(Beginning of Available data)
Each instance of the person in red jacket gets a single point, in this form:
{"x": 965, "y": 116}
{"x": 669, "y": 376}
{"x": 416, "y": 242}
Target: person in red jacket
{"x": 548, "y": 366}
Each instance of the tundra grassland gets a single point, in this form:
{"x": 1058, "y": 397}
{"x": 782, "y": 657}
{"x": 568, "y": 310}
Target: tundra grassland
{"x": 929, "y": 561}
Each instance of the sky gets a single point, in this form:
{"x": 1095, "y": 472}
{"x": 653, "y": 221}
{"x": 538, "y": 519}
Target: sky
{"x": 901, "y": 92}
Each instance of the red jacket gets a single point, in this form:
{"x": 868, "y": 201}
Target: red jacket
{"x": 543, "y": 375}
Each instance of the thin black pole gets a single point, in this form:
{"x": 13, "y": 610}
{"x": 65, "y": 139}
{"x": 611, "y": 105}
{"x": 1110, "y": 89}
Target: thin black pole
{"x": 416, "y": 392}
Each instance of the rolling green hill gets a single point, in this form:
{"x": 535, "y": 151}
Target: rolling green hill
(End of Available data)
# What this task involves
Reproduce the data in its entirety. Keep every character unchanged.

# Problem solution
Each instance of the person in red jacket gets a single point, in this form:
{"x": 965, "y": 116}
{"x": 669, "y": 376}
{"x": 416, "y": 242}
Target: person in red jacket
{"x": 548, "y": 366}
Each instance of the tundra grassland gets a single point, in this form:
{"x": 1058, "y": 397}
{"x": 782, "y": 657}
{"x": 568, "y": 310}
Target: tundra grassland
{"x": 929, "y": 561}
Each instance of the sky gets a single point, in this form:
{"x": 1095, "y": 472}
{"x": 653, "y": 221}
{"x": 538, "y": 519}
Target: sky
{"x": 901, "y": 92}
Each instance of the red jacket gets a single point, in this form:
{"x": 868, "y": 201}
Target: red jacket
{"x": 543, "y": 375}
Each instance of the thin black pole gets a single point, in this form:
{"x": 13, "y": 610}
{"x": 65, "y": 139}
{"x": 611, "y": 105}
{"x": 1110, "y": 89}
Target: thin black pole
{"x": 416, "y": 392}
Each instance of the rolling green hill gets a single point, in this form:
{"x": 535, "y": 151}
Target: rolling green hill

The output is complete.